**Passage shown**

Guide to String Encoding in Ruby

Encoding issues don’t seem to happen frequently, but that is a blessing and a curse. It’s great not to fix them very frequently, but when you do need to fix them, lack of experience can leave you feeling lost.

This post is meant to be a sort of guide about what to do when you encounter different types of encoding errors in Ruby. First we’ll cover what an encoding object is, then we’ll look at common encoding exceptions and how to fix them.

What are String encodings in Ruby?

In Ruby, strings are a combination of an array of bytes, and an encoding object. We can access the encoding object on the string by calling encoding on the string object.

For example:

>> x = 'Hello World'
>> x.encoding
=> #<Encoding:UTF-8>

In my environment, the default encoding object associated with a string us the “UTF-8” encoding object. A graph of the object relationship looks something like this:

string points at encoding

Changing a String’s Encoding

We can change encoding by two different methods:

  • String#force_encoding
  • String#encode

The force_encoding method will mutate the string object and only change which encoding object the string points to. It does nothing to the bytes of the string, it merely changes the encoding object associated with the string. Here we can see that the return value of encoding changes after we call the force_encode method:

>> x = 'Hello World'
>> x.encoding
=> #<Encoding:UTF-8>
>> x.force_encoding "US-ASCII"

**Given records**
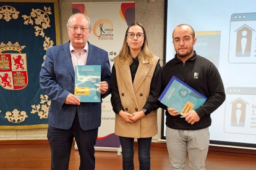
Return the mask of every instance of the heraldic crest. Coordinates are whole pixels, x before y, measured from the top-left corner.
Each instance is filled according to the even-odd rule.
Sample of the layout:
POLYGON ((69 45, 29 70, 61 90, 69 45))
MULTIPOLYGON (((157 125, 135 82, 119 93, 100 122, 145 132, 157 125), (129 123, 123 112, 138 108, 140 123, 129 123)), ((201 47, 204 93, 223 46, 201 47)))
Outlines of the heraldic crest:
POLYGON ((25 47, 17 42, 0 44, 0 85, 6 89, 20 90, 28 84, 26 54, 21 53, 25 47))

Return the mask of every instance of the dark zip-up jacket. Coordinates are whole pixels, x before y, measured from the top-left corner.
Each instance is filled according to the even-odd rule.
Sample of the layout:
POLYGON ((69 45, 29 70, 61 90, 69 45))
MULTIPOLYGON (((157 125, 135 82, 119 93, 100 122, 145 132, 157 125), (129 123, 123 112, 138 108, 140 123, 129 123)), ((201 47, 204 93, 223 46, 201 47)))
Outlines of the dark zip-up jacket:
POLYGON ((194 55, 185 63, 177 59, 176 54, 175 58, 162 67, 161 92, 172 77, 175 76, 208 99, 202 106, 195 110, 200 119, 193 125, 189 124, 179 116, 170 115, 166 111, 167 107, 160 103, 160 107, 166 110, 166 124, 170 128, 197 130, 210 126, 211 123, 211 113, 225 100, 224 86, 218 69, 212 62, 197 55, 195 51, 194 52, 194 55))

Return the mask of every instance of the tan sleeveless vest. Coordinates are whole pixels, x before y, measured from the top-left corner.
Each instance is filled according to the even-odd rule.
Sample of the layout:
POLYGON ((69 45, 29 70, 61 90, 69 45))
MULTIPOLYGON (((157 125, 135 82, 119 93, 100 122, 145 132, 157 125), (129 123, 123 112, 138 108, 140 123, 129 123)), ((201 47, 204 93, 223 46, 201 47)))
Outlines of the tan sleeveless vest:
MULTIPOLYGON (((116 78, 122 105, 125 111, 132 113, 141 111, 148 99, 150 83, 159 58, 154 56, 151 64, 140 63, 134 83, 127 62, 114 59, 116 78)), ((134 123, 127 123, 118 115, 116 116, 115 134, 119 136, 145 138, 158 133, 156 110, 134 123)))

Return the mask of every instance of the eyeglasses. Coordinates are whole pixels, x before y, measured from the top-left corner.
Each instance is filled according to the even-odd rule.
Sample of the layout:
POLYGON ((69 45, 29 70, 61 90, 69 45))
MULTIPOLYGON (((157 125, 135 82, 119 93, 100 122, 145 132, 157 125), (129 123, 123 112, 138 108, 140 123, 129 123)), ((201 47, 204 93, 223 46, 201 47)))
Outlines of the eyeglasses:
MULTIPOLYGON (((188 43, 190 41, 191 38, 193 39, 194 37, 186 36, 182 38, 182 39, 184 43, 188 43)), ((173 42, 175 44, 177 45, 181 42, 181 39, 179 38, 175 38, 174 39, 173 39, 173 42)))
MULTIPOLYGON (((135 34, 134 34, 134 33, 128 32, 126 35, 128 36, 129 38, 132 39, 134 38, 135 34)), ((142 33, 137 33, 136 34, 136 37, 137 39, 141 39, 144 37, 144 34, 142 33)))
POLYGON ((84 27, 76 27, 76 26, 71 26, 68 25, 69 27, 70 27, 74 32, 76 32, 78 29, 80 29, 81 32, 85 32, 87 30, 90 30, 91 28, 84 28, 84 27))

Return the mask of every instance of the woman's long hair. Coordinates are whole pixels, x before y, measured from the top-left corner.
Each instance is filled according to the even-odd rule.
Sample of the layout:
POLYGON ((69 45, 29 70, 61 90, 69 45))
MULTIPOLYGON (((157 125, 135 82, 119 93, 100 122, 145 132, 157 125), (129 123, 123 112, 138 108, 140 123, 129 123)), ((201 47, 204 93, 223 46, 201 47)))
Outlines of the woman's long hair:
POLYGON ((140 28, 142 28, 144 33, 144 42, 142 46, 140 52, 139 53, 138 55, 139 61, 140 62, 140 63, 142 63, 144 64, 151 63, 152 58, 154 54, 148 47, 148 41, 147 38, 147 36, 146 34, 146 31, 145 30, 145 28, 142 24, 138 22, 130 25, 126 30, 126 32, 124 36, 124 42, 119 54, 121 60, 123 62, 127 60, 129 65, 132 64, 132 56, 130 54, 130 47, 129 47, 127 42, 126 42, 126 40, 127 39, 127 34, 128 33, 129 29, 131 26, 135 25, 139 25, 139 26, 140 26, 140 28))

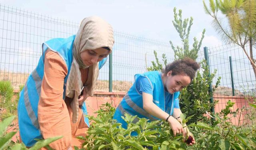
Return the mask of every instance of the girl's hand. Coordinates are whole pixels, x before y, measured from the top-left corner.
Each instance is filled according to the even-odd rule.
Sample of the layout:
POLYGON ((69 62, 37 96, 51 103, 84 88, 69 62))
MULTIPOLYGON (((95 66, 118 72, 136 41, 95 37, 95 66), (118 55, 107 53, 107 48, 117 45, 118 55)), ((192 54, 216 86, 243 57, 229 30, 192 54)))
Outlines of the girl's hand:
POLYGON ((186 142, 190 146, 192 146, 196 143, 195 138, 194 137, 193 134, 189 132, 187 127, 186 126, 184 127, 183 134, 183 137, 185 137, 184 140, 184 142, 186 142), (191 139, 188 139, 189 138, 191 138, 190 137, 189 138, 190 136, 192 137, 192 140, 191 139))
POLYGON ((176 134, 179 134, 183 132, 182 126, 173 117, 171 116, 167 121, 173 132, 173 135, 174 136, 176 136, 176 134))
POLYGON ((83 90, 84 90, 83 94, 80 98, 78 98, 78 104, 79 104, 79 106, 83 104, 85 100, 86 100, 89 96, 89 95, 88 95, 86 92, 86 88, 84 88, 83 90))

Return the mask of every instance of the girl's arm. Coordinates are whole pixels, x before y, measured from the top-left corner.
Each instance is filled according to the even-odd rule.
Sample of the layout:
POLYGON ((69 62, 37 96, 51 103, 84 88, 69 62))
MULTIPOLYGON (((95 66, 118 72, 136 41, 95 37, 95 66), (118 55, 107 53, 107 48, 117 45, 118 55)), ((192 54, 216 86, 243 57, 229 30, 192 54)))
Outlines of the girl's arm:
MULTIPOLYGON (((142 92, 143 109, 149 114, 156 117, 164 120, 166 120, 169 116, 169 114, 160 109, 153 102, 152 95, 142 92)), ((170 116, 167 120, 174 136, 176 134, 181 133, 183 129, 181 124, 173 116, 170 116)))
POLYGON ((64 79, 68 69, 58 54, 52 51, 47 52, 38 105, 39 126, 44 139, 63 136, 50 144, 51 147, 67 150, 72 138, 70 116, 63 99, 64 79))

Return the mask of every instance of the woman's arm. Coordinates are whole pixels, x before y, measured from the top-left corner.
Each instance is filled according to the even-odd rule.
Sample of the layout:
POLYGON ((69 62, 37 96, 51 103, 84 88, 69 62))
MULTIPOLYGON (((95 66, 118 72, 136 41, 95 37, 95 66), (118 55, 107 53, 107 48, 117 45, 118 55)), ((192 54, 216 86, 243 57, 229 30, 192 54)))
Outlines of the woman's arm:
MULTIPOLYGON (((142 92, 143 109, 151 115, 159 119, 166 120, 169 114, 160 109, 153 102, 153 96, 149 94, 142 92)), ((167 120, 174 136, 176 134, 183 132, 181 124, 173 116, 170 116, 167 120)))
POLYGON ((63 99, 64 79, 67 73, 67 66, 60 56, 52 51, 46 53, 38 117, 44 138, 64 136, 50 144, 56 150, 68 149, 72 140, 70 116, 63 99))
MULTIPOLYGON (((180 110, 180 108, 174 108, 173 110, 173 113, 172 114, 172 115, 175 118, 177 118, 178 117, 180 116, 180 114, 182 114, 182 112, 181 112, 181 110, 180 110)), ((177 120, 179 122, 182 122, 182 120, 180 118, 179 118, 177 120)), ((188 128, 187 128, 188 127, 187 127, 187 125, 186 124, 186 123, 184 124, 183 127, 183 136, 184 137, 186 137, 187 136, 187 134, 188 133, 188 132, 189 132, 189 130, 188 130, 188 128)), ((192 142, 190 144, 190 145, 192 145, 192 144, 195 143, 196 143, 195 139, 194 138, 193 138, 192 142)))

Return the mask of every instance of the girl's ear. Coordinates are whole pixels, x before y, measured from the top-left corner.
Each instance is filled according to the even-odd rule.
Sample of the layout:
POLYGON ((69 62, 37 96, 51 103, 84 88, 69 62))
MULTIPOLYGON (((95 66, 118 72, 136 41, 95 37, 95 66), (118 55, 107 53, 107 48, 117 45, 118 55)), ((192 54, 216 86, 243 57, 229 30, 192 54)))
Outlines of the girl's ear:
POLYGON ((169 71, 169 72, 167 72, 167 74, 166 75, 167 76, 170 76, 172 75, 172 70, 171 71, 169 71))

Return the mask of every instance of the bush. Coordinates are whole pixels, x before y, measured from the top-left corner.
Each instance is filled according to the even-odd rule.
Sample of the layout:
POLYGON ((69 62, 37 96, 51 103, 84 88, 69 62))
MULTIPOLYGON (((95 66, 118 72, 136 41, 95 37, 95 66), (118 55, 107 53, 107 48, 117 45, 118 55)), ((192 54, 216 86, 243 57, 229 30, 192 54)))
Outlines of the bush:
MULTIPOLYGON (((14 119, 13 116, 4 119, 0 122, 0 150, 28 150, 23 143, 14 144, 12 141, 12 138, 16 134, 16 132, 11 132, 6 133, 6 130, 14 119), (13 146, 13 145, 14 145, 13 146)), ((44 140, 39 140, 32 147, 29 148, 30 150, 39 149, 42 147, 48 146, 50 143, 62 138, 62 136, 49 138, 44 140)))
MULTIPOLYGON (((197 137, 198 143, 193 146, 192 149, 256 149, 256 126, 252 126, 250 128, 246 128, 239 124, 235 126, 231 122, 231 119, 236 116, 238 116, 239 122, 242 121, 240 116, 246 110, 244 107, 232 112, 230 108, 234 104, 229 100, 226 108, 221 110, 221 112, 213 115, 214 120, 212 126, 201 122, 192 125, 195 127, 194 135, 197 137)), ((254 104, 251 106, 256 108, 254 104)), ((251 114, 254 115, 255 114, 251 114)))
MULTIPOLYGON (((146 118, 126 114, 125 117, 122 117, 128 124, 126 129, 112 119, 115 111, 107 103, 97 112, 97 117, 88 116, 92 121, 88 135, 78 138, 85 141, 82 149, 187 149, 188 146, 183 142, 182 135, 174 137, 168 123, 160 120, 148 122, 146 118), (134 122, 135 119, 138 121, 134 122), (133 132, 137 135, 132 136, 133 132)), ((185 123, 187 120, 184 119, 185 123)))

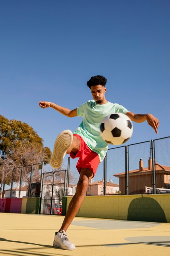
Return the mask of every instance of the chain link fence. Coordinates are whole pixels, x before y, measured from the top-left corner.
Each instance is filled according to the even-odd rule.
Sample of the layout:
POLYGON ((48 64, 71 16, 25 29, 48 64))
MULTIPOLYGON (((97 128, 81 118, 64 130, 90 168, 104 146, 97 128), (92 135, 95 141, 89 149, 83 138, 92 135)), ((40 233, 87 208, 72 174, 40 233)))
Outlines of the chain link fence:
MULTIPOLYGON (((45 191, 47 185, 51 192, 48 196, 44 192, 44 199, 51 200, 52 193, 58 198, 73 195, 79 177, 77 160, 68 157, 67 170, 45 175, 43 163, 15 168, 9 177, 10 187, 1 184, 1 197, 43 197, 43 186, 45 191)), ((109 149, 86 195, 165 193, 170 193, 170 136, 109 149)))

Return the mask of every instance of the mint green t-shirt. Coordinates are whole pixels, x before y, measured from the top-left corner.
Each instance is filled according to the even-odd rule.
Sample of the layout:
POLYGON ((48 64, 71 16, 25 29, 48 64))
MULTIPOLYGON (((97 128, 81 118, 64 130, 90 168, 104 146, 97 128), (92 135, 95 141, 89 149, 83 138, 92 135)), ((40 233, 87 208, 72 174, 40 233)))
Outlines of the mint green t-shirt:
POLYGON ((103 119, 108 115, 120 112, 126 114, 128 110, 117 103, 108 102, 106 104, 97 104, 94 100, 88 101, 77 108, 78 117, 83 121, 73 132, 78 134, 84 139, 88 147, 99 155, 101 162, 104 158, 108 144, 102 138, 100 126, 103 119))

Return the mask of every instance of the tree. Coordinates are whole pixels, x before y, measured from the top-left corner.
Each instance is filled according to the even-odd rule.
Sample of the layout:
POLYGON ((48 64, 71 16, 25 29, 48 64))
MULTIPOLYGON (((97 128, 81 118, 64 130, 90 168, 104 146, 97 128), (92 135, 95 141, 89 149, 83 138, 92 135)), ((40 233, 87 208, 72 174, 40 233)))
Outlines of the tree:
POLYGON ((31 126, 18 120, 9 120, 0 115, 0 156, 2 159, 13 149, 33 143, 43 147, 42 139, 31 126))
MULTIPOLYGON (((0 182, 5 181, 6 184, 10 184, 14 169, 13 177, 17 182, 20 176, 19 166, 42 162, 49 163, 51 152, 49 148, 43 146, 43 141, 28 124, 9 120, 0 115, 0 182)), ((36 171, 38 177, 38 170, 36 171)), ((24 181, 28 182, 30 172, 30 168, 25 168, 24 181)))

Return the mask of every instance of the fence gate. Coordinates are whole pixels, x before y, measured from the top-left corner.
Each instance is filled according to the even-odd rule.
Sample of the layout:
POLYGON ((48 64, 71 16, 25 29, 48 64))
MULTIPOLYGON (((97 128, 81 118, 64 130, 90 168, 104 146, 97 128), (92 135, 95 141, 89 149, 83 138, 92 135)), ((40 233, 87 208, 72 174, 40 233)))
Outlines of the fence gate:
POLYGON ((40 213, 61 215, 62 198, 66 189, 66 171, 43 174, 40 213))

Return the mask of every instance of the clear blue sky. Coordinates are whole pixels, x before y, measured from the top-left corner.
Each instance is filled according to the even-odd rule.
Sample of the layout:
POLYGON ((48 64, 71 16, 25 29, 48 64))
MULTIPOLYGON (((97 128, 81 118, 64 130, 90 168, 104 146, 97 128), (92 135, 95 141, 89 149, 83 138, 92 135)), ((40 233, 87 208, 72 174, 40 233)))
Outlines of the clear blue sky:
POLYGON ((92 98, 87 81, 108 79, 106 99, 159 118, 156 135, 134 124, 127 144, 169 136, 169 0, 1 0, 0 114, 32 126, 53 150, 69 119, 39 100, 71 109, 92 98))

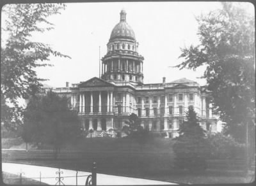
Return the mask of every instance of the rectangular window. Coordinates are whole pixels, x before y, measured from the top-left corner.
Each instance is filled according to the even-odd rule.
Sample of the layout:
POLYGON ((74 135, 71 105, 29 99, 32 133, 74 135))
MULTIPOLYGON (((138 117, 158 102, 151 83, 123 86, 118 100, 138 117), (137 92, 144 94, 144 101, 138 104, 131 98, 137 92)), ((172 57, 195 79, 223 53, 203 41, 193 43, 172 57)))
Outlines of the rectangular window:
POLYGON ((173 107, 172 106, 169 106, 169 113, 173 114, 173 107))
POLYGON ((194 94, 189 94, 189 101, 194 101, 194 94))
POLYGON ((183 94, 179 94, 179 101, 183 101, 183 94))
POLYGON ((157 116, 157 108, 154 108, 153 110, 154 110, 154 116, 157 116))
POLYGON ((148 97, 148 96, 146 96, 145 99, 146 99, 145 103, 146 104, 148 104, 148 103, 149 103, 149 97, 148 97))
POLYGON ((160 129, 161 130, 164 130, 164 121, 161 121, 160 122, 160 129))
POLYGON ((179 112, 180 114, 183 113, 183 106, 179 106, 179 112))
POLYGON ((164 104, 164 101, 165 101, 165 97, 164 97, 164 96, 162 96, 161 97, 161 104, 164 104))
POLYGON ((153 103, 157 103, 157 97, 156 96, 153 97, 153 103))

**Directions**
1/ Using the Ruby string encoding guide, say whether each statement agrees with it: (a) In Ruby, a string is made of an array of bytes and an encoding object. (b) The force_encoding method changes the bytes of the string. (c) The guide looks at common encoding exceptions before explaining what an encoding object is. Answer each with yes or no, and quote the words of the guide that settle it.
2/ According to the Ruby string encoding guide, which two methods can change a string's encoding?
3/ Carry on the Ruby string encoding guide from the point where it stops.
You won't need the lines for any of this.

**Exercise results**
1/
(a) Yes: "strings are a combination of an array of bytes, and an encoding object"
(b) No: "It does nothing to the bytes of the string"
(c) No: "First we’ll cover what an encoding object is, then we’ll look at common encoding exceptions"

2/ String#force_encoding and String#encode.

3/
=> "Hello World"
>> x.encoding
=> #<Encoding:US-ASCII>

The encode method will create a new string based on the bytes of the old string and associate the encoding object with the new string.

Here we can see that the encoding of x remains the same, and calling encode returns a new string y which is associated with the new encoding:

>> x = 'Hello World'
>> x.encoding
=> #<Encoding:UTF-8>
>> y = x.encode("US-ASCII")
>> x.encoding
=> #<Encoding:UTF-8>
>> y.encoding
=> #<Encoding:US-ASCII>

Here is a visualization of the difference:

changing encoding

Calling force_encoding mutates the original string, where encode creates a new string with a different encoding. Translating a string from one encoding to another is probably the “normal” use of encodings. However, developers will rarely call the encode method because Ruby will typically handle any necessary translations automatically. It’s probably more common to call the force_encoding method, and that is because strings can be associated with the wrong encoding.

Strings Can Have the Wrong Encoding

Strings can be associated with the wrong encoding object, and that is the source of most if not all encoding related exceptions. Let’s look at an example:

>> x = "Hello \x93\xfa\x96\x7b"
>> x.encoding
=> #<Encoding:UTF-8>
>> x.valid_encoding?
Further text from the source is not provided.